START Text extract
In the following cell, evaluate the Inception Score on real MNIST images. You
should use the CNN model you implemented and trained in Q1 as the scoring model,
and use all images in the *test* split of the MNIST dataset.

In [None]:
mean, std =  # TODO
print("Inception score: {:.2f}±{:.2f}".format(mean, std))

### 2b. Implement VAE (20 points)

In the following cell, implement a variational autoencoder (VAE) that can
generate images of handwritten digits. The VAE should satisfy the following
requirements:

- Its encoder should contain convolutional layers.
- Its decoder should contain transposed convolutional layers.
- The output of the decoder should be unnormalized logits for each pixel.

In [None]:
class VAE(nn.Module):
    """A simple variational autoencoder."""
    def __init__(
        self,
        latent_dim,
    ):
        """
        Args:
        - latent_dim: The dimension of the latent space.
        """
        super().__init__()
        self.latent_dim = latent_dim
        # TODO
        self.encoder =
        self.fc_mu =
        self.fc_logvar =
        self.decoder =

    def encode(
        self,
        x: torch.Tensor,
    ) -> Tuple[torch.Tensor, torch.Tensor]:
        """
END Text extract
START Excerpted records
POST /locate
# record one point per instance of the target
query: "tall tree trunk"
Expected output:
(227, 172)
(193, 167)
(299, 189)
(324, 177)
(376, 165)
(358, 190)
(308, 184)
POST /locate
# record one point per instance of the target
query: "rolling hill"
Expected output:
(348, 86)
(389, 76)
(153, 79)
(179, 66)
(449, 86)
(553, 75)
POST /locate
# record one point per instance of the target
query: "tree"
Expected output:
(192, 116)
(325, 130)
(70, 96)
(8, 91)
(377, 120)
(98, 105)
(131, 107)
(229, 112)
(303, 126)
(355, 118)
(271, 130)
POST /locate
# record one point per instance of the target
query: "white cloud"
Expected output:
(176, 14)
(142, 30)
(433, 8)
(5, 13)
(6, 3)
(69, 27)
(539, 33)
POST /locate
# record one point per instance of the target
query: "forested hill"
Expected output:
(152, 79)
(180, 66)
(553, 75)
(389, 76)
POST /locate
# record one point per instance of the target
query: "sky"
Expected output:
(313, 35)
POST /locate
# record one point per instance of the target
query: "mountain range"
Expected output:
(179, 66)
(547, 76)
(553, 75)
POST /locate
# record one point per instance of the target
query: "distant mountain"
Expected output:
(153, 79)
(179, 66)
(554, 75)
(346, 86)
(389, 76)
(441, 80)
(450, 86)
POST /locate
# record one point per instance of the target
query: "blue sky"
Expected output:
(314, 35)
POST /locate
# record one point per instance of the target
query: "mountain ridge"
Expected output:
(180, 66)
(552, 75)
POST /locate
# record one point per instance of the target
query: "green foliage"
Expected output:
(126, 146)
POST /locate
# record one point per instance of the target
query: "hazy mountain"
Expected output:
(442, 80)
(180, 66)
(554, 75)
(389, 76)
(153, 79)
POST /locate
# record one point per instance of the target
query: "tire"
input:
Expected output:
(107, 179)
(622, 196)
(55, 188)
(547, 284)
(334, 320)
END Excerpted records
Tasks to complete:
(1) Decide whether each statement below agrees with the MNIST notebook excerpt. Answer yes or no, and quote the words of the excerpt that settle it.
(a) The Inception Score should be computed on the images in the training split of MNIST.
(b) The VAE's decoder must output normalized probabilities for each pixel.
(c) The VAE's encoder should include convolutional layers.
(2) Carry on the MNIST notebook excerpt from the point where it stops.

Outputs for the tasks:
(1)
(a) No: "use all images in the *test* split of the MNIST dataset."
(b) No: "The output of the decoder should be unnormalized logits for each pixel."
(c) Yes: "Its encoder should contain convolutional layers."

(2)
        Input:
        - x: (N, C, W, H), a batch of input images.

        Returns:
        - mu: (N, D), the mean of the latent distribution.
        - logvar: (N, D), the log-variance of the latent distribution.
        """
        h = self.encoder(x)
        mu = self.fc_mu(h)
        logvar = self.fc_logvar(h)
        return mu, logvar

    def reparameterize(
        self,
        mu: torch.Tensor,
        logvar: torch.Tensor,
    ) -> torch.Tensor:
        """
        Input:
        - mu: (N, D), the mean of the latent distribution.
        - logvar: (N, D), the log-variance of the latent distribution.

        Returns:
        - z: (N, D), a sample from the latent distribution.
        """
        std = torch.exp(0.5*logvar)
        eps = torch.randn_like(std)
        return mu + eps * std

    def decode(
        self,
        z: torch.Tensor,
    ) -> torch.Tensor:
        """
        Input:
        - z: (N, D), a sample from the latent distribution.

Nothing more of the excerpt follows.